Job: Gather each line of the records below that contains the word "tree" and copy those lines in full.

[Extracted records]
━━━━━━━━━━━━━━━━

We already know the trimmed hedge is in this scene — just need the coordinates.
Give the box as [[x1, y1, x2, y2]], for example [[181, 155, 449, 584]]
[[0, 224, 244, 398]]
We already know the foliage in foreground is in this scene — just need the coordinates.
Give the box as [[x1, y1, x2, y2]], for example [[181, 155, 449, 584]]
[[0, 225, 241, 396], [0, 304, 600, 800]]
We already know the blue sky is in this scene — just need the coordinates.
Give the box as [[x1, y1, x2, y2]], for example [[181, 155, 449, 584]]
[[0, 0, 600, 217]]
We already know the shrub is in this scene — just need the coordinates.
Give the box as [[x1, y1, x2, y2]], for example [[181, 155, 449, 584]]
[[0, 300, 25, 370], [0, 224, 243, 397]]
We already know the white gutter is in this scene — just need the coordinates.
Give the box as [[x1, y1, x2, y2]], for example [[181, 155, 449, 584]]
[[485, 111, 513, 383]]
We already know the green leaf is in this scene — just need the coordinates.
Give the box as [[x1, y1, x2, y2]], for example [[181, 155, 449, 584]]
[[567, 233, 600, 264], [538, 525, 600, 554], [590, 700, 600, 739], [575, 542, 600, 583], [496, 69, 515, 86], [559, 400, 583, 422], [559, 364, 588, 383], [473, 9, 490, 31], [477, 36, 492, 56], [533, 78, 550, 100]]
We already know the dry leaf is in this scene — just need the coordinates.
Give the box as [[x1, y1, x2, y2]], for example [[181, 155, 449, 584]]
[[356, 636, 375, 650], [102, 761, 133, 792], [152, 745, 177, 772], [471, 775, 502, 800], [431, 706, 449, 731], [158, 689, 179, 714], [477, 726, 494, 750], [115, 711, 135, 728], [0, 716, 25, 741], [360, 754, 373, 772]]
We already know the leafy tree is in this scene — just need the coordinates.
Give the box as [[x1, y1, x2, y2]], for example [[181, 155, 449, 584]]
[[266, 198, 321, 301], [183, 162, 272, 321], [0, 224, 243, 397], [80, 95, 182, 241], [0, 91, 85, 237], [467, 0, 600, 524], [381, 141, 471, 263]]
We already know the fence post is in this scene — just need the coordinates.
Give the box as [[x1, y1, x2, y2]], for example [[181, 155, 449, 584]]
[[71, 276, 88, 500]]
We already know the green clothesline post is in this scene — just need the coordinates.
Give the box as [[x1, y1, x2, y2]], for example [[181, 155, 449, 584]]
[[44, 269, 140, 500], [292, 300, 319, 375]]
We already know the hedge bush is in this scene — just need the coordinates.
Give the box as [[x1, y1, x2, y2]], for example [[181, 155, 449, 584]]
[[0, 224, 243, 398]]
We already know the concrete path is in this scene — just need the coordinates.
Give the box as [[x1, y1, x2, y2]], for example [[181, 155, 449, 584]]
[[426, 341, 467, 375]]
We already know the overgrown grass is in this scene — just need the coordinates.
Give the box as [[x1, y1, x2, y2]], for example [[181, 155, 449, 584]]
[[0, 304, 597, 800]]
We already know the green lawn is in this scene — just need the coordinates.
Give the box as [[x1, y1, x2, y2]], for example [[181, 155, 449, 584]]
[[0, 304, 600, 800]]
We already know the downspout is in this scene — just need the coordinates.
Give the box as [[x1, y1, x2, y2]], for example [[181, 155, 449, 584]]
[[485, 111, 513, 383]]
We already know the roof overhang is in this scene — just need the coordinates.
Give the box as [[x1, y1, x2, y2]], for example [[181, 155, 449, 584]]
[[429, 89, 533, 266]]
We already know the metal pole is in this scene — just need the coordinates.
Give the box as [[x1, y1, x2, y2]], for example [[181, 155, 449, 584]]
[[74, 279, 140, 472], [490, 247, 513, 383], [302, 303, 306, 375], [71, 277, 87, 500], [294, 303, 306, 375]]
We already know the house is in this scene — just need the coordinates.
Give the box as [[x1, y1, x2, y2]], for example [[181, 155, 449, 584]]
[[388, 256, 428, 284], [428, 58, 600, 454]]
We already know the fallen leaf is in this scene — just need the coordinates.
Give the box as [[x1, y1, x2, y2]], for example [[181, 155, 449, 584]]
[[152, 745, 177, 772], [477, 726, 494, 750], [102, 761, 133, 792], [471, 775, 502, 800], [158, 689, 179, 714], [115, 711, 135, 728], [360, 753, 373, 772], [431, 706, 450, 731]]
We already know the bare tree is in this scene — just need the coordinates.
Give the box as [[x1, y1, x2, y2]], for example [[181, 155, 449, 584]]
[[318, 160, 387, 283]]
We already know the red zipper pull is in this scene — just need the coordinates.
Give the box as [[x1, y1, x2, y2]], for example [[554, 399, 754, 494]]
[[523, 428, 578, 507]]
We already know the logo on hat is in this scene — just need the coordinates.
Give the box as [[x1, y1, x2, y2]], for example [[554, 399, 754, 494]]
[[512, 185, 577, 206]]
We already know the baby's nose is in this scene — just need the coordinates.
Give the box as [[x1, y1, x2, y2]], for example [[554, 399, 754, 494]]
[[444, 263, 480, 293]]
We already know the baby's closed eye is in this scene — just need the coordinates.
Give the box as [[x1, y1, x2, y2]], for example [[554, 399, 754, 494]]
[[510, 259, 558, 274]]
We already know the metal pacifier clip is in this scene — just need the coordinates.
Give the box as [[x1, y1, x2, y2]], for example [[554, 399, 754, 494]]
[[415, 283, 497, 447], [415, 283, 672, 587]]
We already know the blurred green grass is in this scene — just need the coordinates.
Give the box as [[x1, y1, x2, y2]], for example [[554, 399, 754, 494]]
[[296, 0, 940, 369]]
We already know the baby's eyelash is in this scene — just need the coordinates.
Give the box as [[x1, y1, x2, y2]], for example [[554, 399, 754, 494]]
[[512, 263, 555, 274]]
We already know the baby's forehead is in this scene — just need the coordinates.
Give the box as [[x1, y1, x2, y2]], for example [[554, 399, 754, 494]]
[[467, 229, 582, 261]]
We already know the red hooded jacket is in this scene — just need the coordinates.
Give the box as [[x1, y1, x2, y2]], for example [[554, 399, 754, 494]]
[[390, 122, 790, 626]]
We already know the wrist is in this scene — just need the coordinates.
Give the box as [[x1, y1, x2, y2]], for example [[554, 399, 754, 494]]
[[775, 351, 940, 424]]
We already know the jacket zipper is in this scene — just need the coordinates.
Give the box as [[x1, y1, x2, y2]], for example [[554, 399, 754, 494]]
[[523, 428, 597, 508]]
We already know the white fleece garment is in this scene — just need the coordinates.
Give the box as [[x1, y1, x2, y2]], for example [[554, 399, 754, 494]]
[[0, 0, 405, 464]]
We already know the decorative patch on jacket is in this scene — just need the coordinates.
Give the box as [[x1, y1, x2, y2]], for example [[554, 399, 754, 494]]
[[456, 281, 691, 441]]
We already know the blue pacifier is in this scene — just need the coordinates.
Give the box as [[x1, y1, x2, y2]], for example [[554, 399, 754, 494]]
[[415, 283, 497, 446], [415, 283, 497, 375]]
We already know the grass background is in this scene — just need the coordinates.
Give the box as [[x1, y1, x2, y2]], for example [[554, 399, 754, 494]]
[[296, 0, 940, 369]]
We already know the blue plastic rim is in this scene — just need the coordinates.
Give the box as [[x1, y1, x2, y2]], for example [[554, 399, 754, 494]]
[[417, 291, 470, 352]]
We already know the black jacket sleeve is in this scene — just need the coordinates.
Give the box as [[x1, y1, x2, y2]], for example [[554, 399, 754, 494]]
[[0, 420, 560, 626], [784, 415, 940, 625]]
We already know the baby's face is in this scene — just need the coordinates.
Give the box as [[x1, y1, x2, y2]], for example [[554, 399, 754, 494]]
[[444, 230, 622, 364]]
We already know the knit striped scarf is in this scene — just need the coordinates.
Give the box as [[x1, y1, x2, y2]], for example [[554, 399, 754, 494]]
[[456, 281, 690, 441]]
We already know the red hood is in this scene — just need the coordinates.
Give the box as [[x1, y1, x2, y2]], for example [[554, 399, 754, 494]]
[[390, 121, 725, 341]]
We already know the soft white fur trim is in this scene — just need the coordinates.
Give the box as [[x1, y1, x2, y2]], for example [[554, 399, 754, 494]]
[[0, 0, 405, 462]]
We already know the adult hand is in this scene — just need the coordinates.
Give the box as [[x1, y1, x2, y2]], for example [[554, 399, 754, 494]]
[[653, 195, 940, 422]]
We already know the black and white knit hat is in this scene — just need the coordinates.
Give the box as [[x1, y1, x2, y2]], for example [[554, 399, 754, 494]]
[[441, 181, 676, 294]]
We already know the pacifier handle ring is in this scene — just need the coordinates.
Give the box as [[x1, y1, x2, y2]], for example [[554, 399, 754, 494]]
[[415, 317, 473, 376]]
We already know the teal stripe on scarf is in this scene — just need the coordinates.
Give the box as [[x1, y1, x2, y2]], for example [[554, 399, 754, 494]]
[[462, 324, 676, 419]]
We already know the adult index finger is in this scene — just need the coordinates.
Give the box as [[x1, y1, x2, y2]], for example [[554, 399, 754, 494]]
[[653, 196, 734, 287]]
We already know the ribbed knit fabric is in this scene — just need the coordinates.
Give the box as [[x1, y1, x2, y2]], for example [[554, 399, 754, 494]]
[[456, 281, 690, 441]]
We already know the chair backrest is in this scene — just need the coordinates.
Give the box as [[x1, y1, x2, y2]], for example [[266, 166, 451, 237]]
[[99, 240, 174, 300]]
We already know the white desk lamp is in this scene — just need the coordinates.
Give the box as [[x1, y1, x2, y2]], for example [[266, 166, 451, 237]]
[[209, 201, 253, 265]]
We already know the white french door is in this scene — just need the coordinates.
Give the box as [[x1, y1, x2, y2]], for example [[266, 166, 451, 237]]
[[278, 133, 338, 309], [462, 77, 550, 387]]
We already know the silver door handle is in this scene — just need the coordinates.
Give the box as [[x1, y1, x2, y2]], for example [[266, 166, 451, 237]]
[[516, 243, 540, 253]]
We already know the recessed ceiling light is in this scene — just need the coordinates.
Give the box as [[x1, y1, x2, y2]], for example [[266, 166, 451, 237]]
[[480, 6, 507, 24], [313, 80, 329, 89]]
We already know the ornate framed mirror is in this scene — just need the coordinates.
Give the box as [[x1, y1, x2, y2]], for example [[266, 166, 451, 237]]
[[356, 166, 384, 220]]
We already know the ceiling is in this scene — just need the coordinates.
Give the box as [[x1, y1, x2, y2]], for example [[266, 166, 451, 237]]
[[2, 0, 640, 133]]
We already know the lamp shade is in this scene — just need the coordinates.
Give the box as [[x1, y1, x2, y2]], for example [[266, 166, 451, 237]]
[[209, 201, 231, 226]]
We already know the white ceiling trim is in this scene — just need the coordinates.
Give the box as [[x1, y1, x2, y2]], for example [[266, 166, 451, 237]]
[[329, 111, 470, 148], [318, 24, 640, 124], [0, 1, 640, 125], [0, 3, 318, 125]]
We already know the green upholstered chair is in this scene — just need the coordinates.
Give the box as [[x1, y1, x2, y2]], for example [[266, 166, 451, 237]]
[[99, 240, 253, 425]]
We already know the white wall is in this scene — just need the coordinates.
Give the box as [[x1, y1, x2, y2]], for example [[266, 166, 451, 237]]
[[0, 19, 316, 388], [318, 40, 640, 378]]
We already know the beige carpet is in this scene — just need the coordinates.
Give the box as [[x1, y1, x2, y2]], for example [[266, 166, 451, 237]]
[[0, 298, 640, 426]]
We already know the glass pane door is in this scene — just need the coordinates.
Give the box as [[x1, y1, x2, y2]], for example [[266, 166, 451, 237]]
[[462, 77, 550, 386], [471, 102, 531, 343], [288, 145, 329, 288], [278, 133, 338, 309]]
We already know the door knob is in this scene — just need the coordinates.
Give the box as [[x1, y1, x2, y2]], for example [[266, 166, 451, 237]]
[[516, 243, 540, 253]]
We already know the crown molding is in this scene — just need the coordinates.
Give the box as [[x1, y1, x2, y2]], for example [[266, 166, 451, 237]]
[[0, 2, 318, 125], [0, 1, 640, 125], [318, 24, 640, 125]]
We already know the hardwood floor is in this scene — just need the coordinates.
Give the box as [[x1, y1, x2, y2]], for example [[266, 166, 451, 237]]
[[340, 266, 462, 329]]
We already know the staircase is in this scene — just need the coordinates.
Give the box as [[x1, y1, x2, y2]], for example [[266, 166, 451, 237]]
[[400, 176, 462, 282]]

━━━━━━━━━━━━━━━━

Final result:
We already know the leafy tree is in this scene — just need the coordinates.
We already know the bare tree is in this scene — just need the coordinates.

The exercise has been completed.